• Quoted text:
☆ ☆ ☆ ☆ ☆
Jeffrey was just a prologue.
You act like a savior, but you're leaving bodies cold.
How many nations have you broken?
How many lies have you sold?
Vietnam, Japan, Korea, Iraq, Afghanistan, Libya,
Panama, Syria, Germany, Syria, Indonesia, Cuba, Sudan, Pakistan,
Egypt, Jordan, Palestine, Lebanon, Yemen, we're bringing you freedom.
Bro, they never ask for that.
Retribution is coming with a storm you can't tame.
Iran doesn't forget and we're coming for the game.
Spoiler alert.
Israel's final war?
It's against y'all?
Take it seriously.
before it's too late
They're just using you for now
I want to see the real truth
Watch how they talk on Jesus
Don't say I didn't warn you
I mean there's some bullshit
tucked away in there
Really? Germany
In that list of places the United States
Has fought? Germany?
So Iran thinks the Germans
would have been better off as Nazis?
Okay, maybe get your AI to rethink that one
there, my less, Japan?
Yeah.
☆ ☆ ☆ ☆ ☆
• Short exercise a: In the transcript, which country does the second speaker question being included in the list of places the United States has fought?
The transcript and the records have no connection to each other.

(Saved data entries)
☆ ☆ ☆ ☆ ☆
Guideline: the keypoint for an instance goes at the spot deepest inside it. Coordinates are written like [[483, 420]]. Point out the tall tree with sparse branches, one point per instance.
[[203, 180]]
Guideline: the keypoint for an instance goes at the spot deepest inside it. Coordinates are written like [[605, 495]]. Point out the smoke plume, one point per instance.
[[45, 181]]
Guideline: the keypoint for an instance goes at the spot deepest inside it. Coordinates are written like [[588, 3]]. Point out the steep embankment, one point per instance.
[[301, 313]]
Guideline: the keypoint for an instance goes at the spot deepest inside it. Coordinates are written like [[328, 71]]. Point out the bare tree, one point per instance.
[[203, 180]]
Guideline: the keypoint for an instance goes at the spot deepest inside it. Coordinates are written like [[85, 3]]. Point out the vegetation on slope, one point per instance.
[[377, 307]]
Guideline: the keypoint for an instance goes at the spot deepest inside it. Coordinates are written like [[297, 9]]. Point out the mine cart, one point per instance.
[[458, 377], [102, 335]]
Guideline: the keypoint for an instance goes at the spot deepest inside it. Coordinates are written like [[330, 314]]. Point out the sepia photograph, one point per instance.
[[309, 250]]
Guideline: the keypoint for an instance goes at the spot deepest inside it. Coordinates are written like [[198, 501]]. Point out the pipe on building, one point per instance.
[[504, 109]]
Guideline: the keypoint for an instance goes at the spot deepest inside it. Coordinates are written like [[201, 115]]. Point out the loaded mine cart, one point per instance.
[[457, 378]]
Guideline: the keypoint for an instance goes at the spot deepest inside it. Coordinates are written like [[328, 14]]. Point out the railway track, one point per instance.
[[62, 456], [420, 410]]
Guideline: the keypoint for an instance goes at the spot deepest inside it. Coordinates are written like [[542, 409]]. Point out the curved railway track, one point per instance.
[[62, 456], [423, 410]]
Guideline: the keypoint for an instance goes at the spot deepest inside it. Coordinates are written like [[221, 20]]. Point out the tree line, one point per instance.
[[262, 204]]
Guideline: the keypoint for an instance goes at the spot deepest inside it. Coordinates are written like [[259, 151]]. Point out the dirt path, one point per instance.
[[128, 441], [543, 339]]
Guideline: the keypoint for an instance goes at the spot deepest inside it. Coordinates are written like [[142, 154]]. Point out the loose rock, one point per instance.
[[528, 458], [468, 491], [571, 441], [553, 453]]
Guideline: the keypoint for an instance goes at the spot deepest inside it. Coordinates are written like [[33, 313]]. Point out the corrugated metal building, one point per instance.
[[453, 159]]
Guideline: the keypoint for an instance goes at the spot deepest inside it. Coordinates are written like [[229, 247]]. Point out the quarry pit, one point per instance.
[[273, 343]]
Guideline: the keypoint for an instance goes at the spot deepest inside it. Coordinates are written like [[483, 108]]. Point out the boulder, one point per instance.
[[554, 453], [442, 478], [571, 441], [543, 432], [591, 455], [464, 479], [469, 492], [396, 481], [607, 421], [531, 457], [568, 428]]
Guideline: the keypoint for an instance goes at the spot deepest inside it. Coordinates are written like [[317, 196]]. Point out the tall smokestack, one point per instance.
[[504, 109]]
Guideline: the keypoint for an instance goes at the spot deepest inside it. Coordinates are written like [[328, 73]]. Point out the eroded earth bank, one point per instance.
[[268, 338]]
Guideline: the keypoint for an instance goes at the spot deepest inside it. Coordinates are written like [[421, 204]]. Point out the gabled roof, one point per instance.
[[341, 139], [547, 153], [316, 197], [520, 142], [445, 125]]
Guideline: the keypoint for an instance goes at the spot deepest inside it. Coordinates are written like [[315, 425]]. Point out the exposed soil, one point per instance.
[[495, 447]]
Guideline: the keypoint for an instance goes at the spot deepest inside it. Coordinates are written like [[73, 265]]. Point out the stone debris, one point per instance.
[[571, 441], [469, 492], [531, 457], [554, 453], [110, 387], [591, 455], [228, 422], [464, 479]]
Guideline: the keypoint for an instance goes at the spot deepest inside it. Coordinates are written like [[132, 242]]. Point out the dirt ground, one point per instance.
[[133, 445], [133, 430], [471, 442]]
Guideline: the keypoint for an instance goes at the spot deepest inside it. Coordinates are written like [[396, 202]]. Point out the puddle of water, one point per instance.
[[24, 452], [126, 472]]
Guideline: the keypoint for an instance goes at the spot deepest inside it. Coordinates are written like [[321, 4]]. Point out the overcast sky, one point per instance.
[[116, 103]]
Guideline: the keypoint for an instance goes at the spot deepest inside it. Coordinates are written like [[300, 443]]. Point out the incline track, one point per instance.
☆ ☆ ☆ ☆ ☆
• Short exercise b: Recast the records as a numbered list, from the line containing "sky, one point per instance." through the end of the records, leaving out blank lines.

• Complete response a: Germany

• Complete response b:
1. Guideline: the keypoint for an instance goes at the spot deepest inside it. Coordinates are written like [[321, 4]]. Point out the overcast sky, one point per instance.
2. [[116, 103]]
3. Guideline: the keypoint for an instance goes at the spot deepest inside it. Coordinates are written like [[300, 443]]. Point out the incline track, one point per instance.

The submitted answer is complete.